= Task item =
Whenever a line below includes the string "with", show it.

Dataset records
# # # #

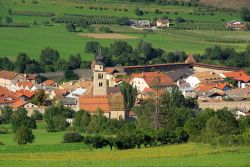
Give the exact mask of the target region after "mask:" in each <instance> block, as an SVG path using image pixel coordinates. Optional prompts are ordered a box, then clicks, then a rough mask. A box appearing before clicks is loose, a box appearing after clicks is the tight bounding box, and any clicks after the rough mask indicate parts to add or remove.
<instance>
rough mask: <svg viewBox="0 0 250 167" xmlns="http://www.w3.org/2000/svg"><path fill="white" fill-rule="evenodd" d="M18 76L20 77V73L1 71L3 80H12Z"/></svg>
mask: <svg viewBox="0 0 250 167" xmlns="http://www.w3.org/2000/svg"><path fill="white" fill-rule="evenodd" d="M17 75H18V73H16V72H13V71H5V70H1V71H0V78H3V79H8V80H12V79H13V78H15V77H16V76H17Z"/></svg>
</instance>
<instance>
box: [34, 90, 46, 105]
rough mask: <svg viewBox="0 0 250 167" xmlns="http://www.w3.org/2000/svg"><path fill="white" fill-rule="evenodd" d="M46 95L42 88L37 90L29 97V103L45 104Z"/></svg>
mask: <svg viewBox="0 0 250 167" xmlns="http://www.w3.org/2000/svg"><path fill="white" fill-rule="evenodd" d="M47 99H48V95H46V94H45V92H44V91H43V90H40V91H38V92H37V93H36V94H35V96H34V97H33V98H32V99H31V103H33V104H35V105H38V106H41V105H46V104H47Z"/></svg>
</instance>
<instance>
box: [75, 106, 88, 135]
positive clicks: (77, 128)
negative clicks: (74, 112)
mask: <svg viewBox="0 0 250 167" xmlns="http://www.w3.org/2000/svg"><path fill="white" fill-rule="evenodd" d="M90 117H91V116H90V114H89V113H88V112H86V111H84V110H79V111H78V112H76V114H75V116H74V120H73V128H74V129H75V130H76V131H78V132H86V129H87V127H88V125H89V122H90Z"/></svg>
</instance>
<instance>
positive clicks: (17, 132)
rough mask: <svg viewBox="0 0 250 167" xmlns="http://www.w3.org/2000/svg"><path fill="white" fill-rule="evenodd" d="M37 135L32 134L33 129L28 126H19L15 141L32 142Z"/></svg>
mask: <svg viewBox="0 0 250 167" xmlns="http://www.w3.org/2000/svg"><path fill="white" fill-rule="evenodd" d="M34 139H35V136H34V135H33V134H32V130H31V129H30V128H27V127H22V128H19V129H18V130H17V131H16V133H15V141H16V142H17V143H18V144H27V143H32V142H33V141H34Z"/></svg>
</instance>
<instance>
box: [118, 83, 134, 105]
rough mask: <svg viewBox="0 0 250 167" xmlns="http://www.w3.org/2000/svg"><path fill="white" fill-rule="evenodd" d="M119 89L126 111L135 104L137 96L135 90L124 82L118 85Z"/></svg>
mask: <svg viewBox="0 0 250 167" xmlns="http://www.w3.org/2000/svg"><path fill="white" fill-rule="evenodd" d="M119 87H120V89H121V93H122V94H123V98H124V105H125V107H126V109H131V108H132V107H133V106H134V104H135V100H136V96H137V90H136V88H133V87H132V86H131V85H130V84H128V83H126V82H122V83H121V84H120V85H119Z"/></svg>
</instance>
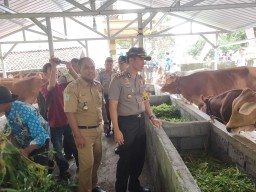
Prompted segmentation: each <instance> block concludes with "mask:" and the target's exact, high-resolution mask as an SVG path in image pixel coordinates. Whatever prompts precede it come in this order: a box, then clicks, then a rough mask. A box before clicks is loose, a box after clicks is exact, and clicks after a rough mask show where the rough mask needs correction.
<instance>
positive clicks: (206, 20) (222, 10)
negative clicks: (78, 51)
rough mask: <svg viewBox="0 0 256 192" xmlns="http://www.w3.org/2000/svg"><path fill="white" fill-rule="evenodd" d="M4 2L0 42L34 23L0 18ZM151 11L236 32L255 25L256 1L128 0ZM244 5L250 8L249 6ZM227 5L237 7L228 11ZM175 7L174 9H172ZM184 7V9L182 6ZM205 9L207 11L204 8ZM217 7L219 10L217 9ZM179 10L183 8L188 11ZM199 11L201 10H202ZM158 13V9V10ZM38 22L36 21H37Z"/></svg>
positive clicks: (214, 0) (101, 4)
mask: <svg viewBox="0 0 256 192" xmlns="http://www.w3.org/2000/svg"><path fill="white" fill-rule="evenodd" d="M69 1H70V2H68V1H66V0H9V7H7V8H9V10H10V11H11V12H12V13H13V14H15V13H48V12H74V11H81V9H79V8H77V7H75V4H76V3H79V4H81V5H83V6H85V7H86V8H89V9H90V8H91V7H90V0H89V1H88V0H76V1H75V0H72V1H71V0H69ZM4 2H5V1H4V0H0V26H1V27H0V39H1V38H3V37H5V36H7V35H8V34H10V33H14V32H15V31H16V30H20V29H21V28H22V27H26V26H28V25H31V24H34V23H33V22H32V21H31V20H30V19H29V18H27V19H26V18H25V19H22V18H20V19H9V20H7V19H1V15H4V14H5V12H4V10H3V9H1V5H4ZM103 2H106V0H96V1H95V3H96V5H95V7H96V9H97V8H99V7H100V6H101V5H102V3H103ZM129 2H134V3H136V4H141V5H144V6H146V7H150V8H167V7H170V9H171V8H173V11H171V13H172V14H175V15H178V16H182V17H184V18H187V19H194V20H195V21H200V22H202V23H205V24H209V25H211V26H215V27H217V28H222V29H224V30H229V31H235V30H238V29H241V28H246V27H249V26H252V25H255V23H256V1H255V0H180V1H177V0H129ZM177 2H179V5H176V6H174V5H175V4H177ZM246 4H250V5H252V6H250V7H248V6H246ZM228 5H236V7H235V8H231V7H230V6H228ZM171 6H174V7H171ZM182 6H185V7H182ZM205 6H208V7H207V8H206V9H204V8H203V7H205ZM210 6H215V7H212V8H213V9H212V10H211V9H210ZM217 6H218V7H217ZM188 8H189V10H185V11H182V10H184V9H188ZM200 8H202V9H203V10H201V9H200ZM171 10H172V9H171ZM159 11H161V9H159ZM37 19H38V18H37Z"/></svg>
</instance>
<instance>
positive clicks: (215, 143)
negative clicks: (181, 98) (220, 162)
mask: <svg viewBox="0 0 256 192" xmlns="http://www.w3.org/2000/svg"><path fill="white" fill-rule="evenodd" d="M154 87H155V94H156V95H154V96H151V97H150V103H151V105H159V104H161V103H163V102H165V103H168V102H169V103H172V104H173V105H175V106H176V107H177V108H179V110H180V112H181V114H182V116H183V117H185V118H189V119H192V121H191V122H186V123H184V122H183V123H170V122H165V121H163V129H158V128H156V127H154V126H153V125H152V124H151V123H150V121H149V119H148V118H146V126H147V128H146V133H147V161H148V164H149V167H150V170H151V174H152V177H153V181H154V189H153V191H155V192H159V191H161V192H185V191H186V192H198V191H200V189H199V187H198V186H197V184H196V182H195V180H194V178H193V176H192V175H191V173H190V171H189V170H188V168H187V167H186V165H185V163H184V162H183V160H182V158H181V157H180V155H179V152H182V151H198V150H199V151H210V152H211V153H212V154H214V156H216V157H218V158H219V159H220V160H222V161H224V162H233V163H235V164H236V165H237V166H238V167H239V168H240V169H243V170H244V171H245V172H246V173H247V174H248V175H249V176H251V177H254V178H256V151H255V150H254V149H256V145H255V143H253V142H251V141H249V140H247V139H245V138H243V137H241V136H231V135H230V134H229V133H228V132H227V131H226V127H225V126H224V125H223V124H221V123H220V122H218V121H215V122H214V123H211V122H210V120H211V119H210V117H209V116H208V115H206V114H205V113H203V112H202V111H200V110H199V109H197V108H196V107H195V106H193V105H189V104H185V103H184V102H183V101H182V100H180V99H177V98H175V97H172V96H170V95H169V94H165V95H162V94H161V93H160V91H159V87H157V86H154Z"/></svg>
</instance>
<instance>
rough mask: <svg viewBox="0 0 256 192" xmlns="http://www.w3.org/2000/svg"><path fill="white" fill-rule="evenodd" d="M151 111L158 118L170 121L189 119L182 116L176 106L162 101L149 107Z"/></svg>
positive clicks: (187, 119) (181, 120) (180, 121)
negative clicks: (160, 103)
mask: <svg viewBox="0 0 256 192" xmlns="http://www.w3.org/2000/svg"><path fill="white" fill-rule="evenodd" d="M151 109H152V111H153V113H154V114H155V116H156V117H157V118H158V119H161V120H165V121H170V122H186V121H191V120H190V119H187V118H182V116H181V114H180V111H179V109H178V108H177V107H175V106H173V105H168V104H166V103H163V104H161V105H158V106H152V107H151Z"/></svg>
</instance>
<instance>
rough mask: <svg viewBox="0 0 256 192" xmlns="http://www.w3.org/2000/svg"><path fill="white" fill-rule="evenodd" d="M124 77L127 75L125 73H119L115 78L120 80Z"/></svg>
mask: <svg viewBox="0 0 256 192" xmlns="http://www.w3.org/2000/svg"><path fill="white" fill-rule="evenodd" d="M124 76H125V74H124V73H123V72H119V73H117V74H115V78H118V79H119V78H122V77H124Z"/></svg>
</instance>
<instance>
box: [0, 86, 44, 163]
mask: <svg viewBox="0 0 256 192" xmlns="http://www.w3.org/2000/svg"><path fill="white" fill-rule="evenodd" d="M17 98H18V96H17V95H14V94H11V92H10V91H9V89H8V88H6V87H4V86H0V113H4V114H5V116H6V119H7V120H8V124H9V127H10V129H11V134H10V135H9V136H8V138H9V139H10V140H11V142H12V143H13V144H14V145H15V146H16V147H17V148H19V149H21V152H22V154H23V155H24V156H25V157H29V158H30V159H31V160H33V161H34V162H36V163H39V164H42V165H47V164H48V148H49V135H48V133H47V129H48V127H49V125H48V123H47V122H46V121H45V120H44V119H43V117H42V116H41V115H40V114H39V112H38V111H37V110H36V109H35V108H34V107H33V106H31V105H29V104H27V103H23V102H20V101H16V100H17Z"/></svg>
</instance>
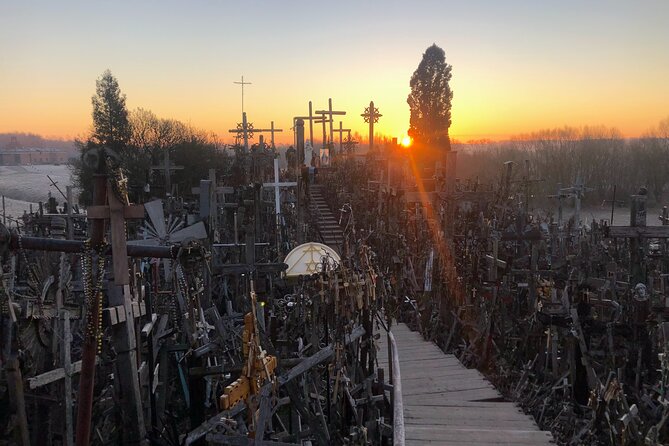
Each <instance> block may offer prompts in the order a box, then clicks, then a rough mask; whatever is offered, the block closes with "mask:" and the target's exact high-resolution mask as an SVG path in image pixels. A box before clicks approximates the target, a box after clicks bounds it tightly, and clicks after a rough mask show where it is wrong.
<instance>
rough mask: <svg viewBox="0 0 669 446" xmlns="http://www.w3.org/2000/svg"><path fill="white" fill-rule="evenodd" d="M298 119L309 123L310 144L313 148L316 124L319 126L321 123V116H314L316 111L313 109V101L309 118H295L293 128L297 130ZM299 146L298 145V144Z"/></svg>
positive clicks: (309, 110) (306, 117)
mask: <svg viewBox="0 0 669 446" xmlns="http://www.w3.org/2000/svg"><path fill="white" fill-rule="evenodd" d="M298 119H302V120H304V121H309V144H311V147H313V146H314V123H316V124H318V123H320V119H321V117H320V116H314V109H313V104H312V103H311V101H309V116H295V117H294V118H293V128H295V123H296V122H297V120H298ZM296 144H297V143H296Z"/></svg>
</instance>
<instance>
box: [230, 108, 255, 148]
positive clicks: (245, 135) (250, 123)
mask: <svg viewBox="0 0 669 446" xmlns="http://www.w3.org/2000/svg"><path fill="white" fill-rule="evenodd" d="M228 132H229V133H236V134H237V136H235V140H236V141H235V142H239V139H240V138H244V150H246V151H247V152H248V150H249V138H253V124H251V123H249V122H248V121H247V120H246V112H242V122H241V124H237V128H236V129H230V130H228Z"/></svg>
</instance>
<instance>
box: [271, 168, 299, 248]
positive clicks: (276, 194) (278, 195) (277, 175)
mask: <svg viewBox="0 0 669 446" xmlns="http://www.w3.org/2000/svg"><path fill="white" fill-rule="evenodd" d="M263 187H265V188H274V214H275V217H276V252H277V255H278V256H279V257H281V188H282V187H297V182H295V181H287V182H283V183H282V182H281V181H280V179H279V159H278V158H274V182H273V183H263Z"/></svg>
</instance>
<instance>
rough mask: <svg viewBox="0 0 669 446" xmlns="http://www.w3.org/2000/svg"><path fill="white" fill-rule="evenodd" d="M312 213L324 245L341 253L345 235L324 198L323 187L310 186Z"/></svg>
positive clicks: (319, 186)
mask: <svg viewBox="0 0 669 446" xmlns="http://www.w3.org/2000/svg"><path fill="white" fill-rule="evenodd" d="M309 206H310V212H311V213H312V214H313V215H314V216H315V217H316V225H317V227H318V232H319V233H320V235H321V238H322V241H323V243H324V244H326V245H328V246H329V247H330V248H332V249H334V250H335V251H337V252H339V249H340V247H341V244H342V243H343V241H344V233H343V232H342V229H341V227H340V226H339V222H338V221H337V218H336V217H335V215H334V214H333V213H332V210H330V208H329V207H328V205H327V203H326V202H325V198H324V197H323V185H321V184H311V185H309Z"/></svg>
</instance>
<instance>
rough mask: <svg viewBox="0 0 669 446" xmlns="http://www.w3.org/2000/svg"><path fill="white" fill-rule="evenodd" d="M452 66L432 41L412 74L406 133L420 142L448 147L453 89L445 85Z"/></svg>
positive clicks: (446, 83)
mask: <svg viewBox="0 0 669 446" xmlns="http://www.w3.org/2000/svg"><path fill="white" fill-rule="evenodd" d="M450 80H451V66H450V65H449V64H447V63H446V57H445V53H444V50H442V49H441V48H439V47H438V46H437V45H435V44H433V45H432V46H430V47H429V48H428V49H427V50H426V51H425V53H424V54H423V60H421V62H420V64H419V65H418V68H417V69H416V71H414V73H413V76H411V82H410V85H411V93H410V94H409V97H408V98H407V103H408V104H409V108H410V109H411V120H410V127H409V132H408V133H409V136H410V137H411V138H412V139H413V140H414V141H415V142H417V143H419V144H431V145H435V144H436V145H441V146H443V145H446V147H449V146H450V144H449V136H448V129H449V127H450V126H451V100H452V99H453V92H452V91H451V88H450V86H449V84H448V82H449V81H450Z"/></svg>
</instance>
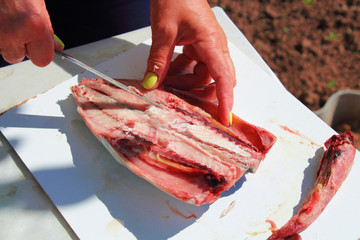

# # # #

= Finished task =
Prompted segmentation: each <instance> block concludes with "mask:" and the target's exact, high-resolution mask as an SVG path in image pixel coordinates. Whatever prompts precede it come in this order: a box, then clicks, then a rough mask. A box before clicks is loose, a box after clicks is exact, and clicks after a rough mask show where the rough mask needs correction.
Each <instance> block may offer prompts in the order a box, then clicks, then a rough mask; whatever is offered, the block closes with "mask:" and the target's exact high-resolution mask as an SVG path in image pixels. A box before clicks approximates the target, a box after clicks bounds it tightly, and clicks after a rough mask show where it is wrong.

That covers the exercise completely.